[What the task asks]
Every line of the data is to be transcribed without error.

** Listed records follows **

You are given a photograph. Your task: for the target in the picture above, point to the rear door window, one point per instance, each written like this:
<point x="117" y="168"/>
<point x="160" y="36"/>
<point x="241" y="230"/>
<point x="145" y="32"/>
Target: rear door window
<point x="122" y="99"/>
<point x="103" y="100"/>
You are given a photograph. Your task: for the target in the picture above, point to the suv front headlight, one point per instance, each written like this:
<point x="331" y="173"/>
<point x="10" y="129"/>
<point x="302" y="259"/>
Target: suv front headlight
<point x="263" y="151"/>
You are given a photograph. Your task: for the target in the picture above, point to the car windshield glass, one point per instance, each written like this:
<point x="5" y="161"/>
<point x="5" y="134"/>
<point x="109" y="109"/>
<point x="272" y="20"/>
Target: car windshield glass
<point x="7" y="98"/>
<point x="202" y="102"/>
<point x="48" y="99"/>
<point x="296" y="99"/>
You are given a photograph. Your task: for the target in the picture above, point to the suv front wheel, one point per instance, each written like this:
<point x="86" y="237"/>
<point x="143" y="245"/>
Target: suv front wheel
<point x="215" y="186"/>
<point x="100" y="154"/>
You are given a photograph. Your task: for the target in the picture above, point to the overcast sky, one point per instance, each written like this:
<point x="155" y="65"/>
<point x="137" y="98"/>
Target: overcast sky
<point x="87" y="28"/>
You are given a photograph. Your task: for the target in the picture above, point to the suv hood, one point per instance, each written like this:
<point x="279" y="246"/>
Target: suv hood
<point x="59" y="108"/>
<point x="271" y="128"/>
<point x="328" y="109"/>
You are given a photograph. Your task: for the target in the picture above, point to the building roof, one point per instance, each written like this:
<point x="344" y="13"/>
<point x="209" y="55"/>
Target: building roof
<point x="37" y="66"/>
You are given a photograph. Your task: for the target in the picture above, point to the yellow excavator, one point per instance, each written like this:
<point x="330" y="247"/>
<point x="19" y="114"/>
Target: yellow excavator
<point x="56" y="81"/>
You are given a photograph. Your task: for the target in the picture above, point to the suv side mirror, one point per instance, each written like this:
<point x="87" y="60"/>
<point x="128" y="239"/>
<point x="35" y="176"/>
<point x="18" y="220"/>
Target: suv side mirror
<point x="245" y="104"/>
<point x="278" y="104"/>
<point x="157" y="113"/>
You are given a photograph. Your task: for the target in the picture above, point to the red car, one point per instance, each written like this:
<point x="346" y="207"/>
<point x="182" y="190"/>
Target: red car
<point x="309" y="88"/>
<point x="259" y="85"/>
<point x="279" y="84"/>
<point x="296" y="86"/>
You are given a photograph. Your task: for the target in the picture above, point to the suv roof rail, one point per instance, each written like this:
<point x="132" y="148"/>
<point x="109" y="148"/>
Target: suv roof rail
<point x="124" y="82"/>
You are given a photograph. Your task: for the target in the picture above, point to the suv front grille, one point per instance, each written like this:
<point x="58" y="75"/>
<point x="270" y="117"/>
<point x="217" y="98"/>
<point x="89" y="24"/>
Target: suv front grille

** End of Listed records **

[Result]
You are given a photograph. Your task: for the target in the picture above, point to the rear door window, one point per instance, each written like this:
<point x="117" y="168"/>
<point x="160" y="36"/>
<point x="241" y="230"/>
<point x="145" y="32"/>
Target: rear door window
<point x="122" y="99"/>
<point x="103" y="100"/>
You are given a photograph. Your task: for the target in the picture above, point to the suv front headlight, one point per instance, each written like this:
<point x="331" y="173"/>
<point x="10" y="129"/>
<point x="302" y="259"/>
Target: suv front headlight
<point x="263" y="151"/>
You are given a photograph. Your task: for the target in the picture above, point to the car windshield glass, one point per instance, each written like this:
<point x="5" y="161"/>
<point x="5" y="134"/>
<point x="109" y="109"/>
<point x="272" y="20"/>
Target: car windshield glass
<point x="7" y="98"/>
<point x="202" y="102"/>
<point x="48" y="99"/>
<point x="296" y="99"/>
You are given a photograph. Your task: for the target in the picture above, point to the suv front wheel, one point per instance, each written like this:
<point x="86" y="237"/>
<point x="143" y="245"/>
Target: suv front wheel
<point x="215" y="186"/>
<point x="100" y="154"/>
You are given a photograph. Your task: for the target in the picture above, point to the overcast sky, one point per instance, each written like this:
<point x="155" y="65"/>
<point x="137" y="98"/>
Target: overcast sky
<point x="87" y="28"/>
You are given a photograph. Your task: for the target in the picture above, point to the suv hood, one point per instance, each written like this:
<point x="279" y="246"/>
Target: suv hood
<point x="59" y="108"/>
<point x="271" y="128"/>
<point x="328" y="109"/>
You are given a photograph. Your task: for the target in the picture above, point to the building roof, one point per instance, each written like this:
<point x="344" y="13"/>
<point x="209" y="55"/>
Target: building roof
<point x="37" y="66"/>
You are given a photograph. Your task: for the target in the picture above, point to the yellow excavator, one point per instance, each written like this:
<point x="330" y="247"/>
<point x="19" y="114"/>
Target: yellow excavator
<point x="56" y="81"/>
You are given a photograph. Your task: for the target in the picture above, point to the suv side mirror, one point per instance, each written like this:
<point x="87" y="60"/>
<point x="128" y="239"/>
<point x="35" y="176"/>
<point x="18" y="220"/>
Target: suv side mirror
<point x="245" y="104"/>
<point x="278" y="104"/>
<point x="157" y="113"/>
You are given a photograph. Your task: for the target in the picture above, point to the red car, one point per instance, each written like this:
<point x="346" y="207"/>
<point x="182" y="190"/>
Target: red car
<point x="309" y="88"/>
<point x="259" y="85"/>
<point x="279" y="84"/>
<point x="296" y="86"/>
You are given a photograph. Your task: for the target in the picture above, point to the suv roof rail, one point per instance, each written like this:
<point x="132" y="148"/>
<point x="109" y="148"/>
Target: suv roof rail
<point x="124" y="82"/>
You are given a photograph. Your task: for the target in the picture above, point to the suv front grille, one point per instance, each written like this:
<point x="58" y="75"/>
<point x="270" y="117"/>
<point x="217" y="98"/>
<point x="89" y="24"/>
Target: suv front grille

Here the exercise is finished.